Saturday, November 30, 2019

Trotting For Turkey (RE-POST from 11/24/12)

This blog post isn't exactly accurate anymore. We still run in the Turkey Trot every year, but my brother's family has joined us again!


Enjoy this re-post from 2012!
 
Every Thanksgiving, Dan and I run in a 5K called the Turkey Trot. It used to be a sort of family affair until the time we had to run in twelve-degree weather. Now my father, Dan, and I are the only relations crazy enough to brave the cold. Personally, I like running or - in my case - light jogging. Dan, on the other hand, will run, but he doesn't really enjoy it.

"Don't you feel good?" I always ask Dan after a brisk morning jog.

"I feel tired. And cold. And sweaty."

I wonder - has he just returned from an invigorating run, or is he coming down with the flu?

As fate would have it, Dan is the better runner. He beats me every time. 

For this particular Turkey Trot, the participant guesses his/her race time, and the runner who comes closest to his/her predicted time wins a turkey. Dan, possessing a slightly competitive nature, tried to win the turkey the first year and was frustrated when he came within seconds of his guessed time.

We're not even sure if there is a turkey awarded or if it is just some weird dangling carrot. Most people leave before the last person crosses the finish line, so no one really knows who wins the turkey anyway.

All of the runners and walkers also get free swag. One year, it was a sweatshirt, and another year, it was a choice between a beanie or a headband. But some years, the race is so well attended that they run out of swag. They promise to mail it to you, but we are still waiting on our sweatshirts from four years ago. This year, they are mailing us headbands. We are not holding our breath.

- Parts of the exercise -
1. Answer these about the Turkey Trot post:
(a) What was the temperature the year the race stopped being a family affair?
(b) How does a participant win the turkey?
(c) What is being mailed to the runners this year?
2. Pick up the Turkey Trot post after its final sentence and keep writing it.
The records have nothing to do with the Turkey Trot post.

- Records supplied -
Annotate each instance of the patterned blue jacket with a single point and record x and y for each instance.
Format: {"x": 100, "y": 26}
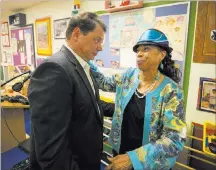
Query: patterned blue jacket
{"x": 164, "y": 128}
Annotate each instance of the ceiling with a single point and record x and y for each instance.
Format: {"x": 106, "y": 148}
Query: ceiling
{"x": 17, "y": 5}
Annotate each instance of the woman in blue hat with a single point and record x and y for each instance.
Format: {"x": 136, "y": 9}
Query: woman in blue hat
{"x": 148, "y": 129}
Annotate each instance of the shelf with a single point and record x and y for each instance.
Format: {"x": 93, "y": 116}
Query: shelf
{"x": 106, "y": 135}
{"x": 127, "y": 7}
{"x": 18, "y": 19}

- Results by task -
1.
(a) Twelve degrees.
(b) By finishing closest to his or her predicted race time.
(c) Headbands.

2.
Of course, Dan and I don't run in this event for the free stuff or for the promise of a turkey. I do it because it is a fun, new family tradition that has developed since my marriage to Dan. It takes place in the town where my family lives, so it gives me a chance to spend some extra time with them. It is also nice to preemptively burn off those calories that I will be consuming later that afternoon. I don't really know why Dan does it; maybe he just likes to do whatever I do.

This year, I tried to get to the bottom of why he did, in fact, participate even though running is not his favorite hobby.

But I gave up when I asked Dan, "How do you like our annual Turkey Trot tradition?" and he replied, "I don't hate it."

Of course, when I told him I might be entering a Christmas fun run with my school, he asked, "Can I join too?"

Perhaps he enjoys it more than he likes to admit.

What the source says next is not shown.